[Written exercise A] Summarize the passage about a former employer's secure facility in two sentences.
[Written exercise B] Swap "pin" for "marker" in the rows running from the line containing "For the scoring pass, find every instance of the turtle foot" through the end of the rows, and give back only those lines with nothing else changed.

[Excerpted passage]

========================

My former employer had a secure facility in East L.A. that had eight foot concrete walls topped with concertina wire (razor wire) on the entire perimeter, along with complete firefighting equipment (fire monitors - a/k/a water cannons) with its own firefighting water supply. We also had our own firefighting brigade with our own trucks, and everyone with full bunker gear, full fire suits, firefighting foam, closed circuit TVs throughout the facility, and concrete and steel buildings with fire doors, including doors that slam shut equipped with fusible links, and completely equipped with fire sprinklers and nitrogen blanketing in certain areas. A portion of the facility is also explosion proof, with Fike suppression and nitrogen.

During the Rodney King riots, LAPD and the County Sheriff commandeered our building. I got a call from the facility manager and he wanted to know what to do. I told him to cooperate fully.

You should check with your employer. If you're a waste water treatment operator, you are certified, and subject to emergency response call out. Your employer may want you there. Bringing your family may be permissible - I authorized employees to rally at our facility and bring immediate family and pets. They were allowed to occupy offices and use the kitchen/break room and change room facilities (showers, sinks and toilets).

========================

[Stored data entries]
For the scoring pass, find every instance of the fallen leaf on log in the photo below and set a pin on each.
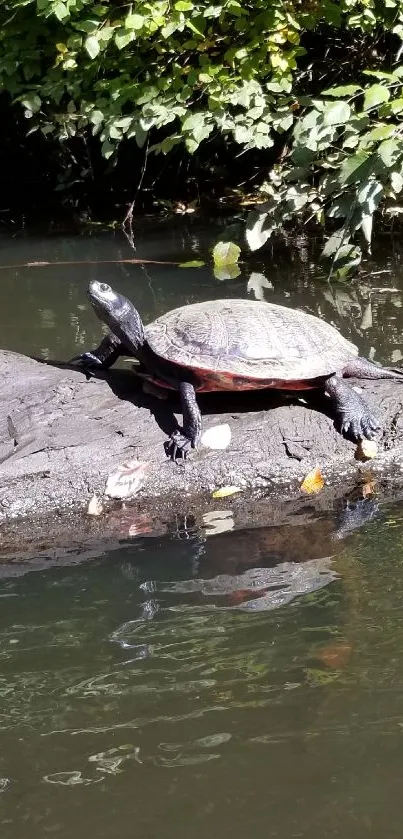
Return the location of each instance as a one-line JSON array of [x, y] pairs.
[[313, 482], [95, 506], [127, 480], [218, 521]]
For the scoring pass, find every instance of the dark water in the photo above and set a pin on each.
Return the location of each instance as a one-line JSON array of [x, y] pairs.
[[231, 684]]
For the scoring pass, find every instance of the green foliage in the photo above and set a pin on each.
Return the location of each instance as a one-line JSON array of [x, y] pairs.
[[346, 157], [186, 71]]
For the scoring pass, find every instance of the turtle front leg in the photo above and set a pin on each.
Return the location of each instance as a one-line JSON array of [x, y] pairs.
[[180, 443], [109, 350], [352, 414]]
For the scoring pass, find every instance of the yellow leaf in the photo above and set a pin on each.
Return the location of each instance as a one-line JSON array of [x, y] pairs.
[[366, 450], [313, 482], [95, 507], [224, 492]]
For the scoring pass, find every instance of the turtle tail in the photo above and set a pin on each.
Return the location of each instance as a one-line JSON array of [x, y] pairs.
[[362, 368]]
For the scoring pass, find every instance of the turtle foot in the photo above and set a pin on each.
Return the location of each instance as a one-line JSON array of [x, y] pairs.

========================

[Task output A] A former employer's secure facility in East L.A. had concrete walls topped with razor wire, its own firefighting equipment, brigade and water supply, and buildings with fire doors, sprinklers and nitrogen blanketing, and LAPD and the County Sheriff commandeered it during the Rodney King riots. The writer advises checking with your employer, since certified waste water treatment operators are subject to emergency response call out, and recalls authorizing employees to rally at the facility with immediate family and pets.

[Task output B]
For the scoring pass, find every instance of the turtle foot in the photo above and set a marker on each.
Return the location of each instance as a one-line JSON array of [x, y] pairs.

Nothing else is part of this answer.